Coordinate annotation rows

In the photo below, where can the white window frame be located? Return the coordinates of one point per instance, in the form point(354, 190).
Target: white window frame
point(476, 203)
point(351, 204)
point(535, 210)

What is required:
Express these rows as a JSON list of strings, one string per line, leaving out blank lines.

Response to this task:
[
  "In the photo below, where can the white window frame be located? Return the coordinates of one point per instance, in the form point(354, 190).",
  "Target: white window frame",
  "point(476, 203)",
  "point(351, 204)",
  "point(535, 210)"
]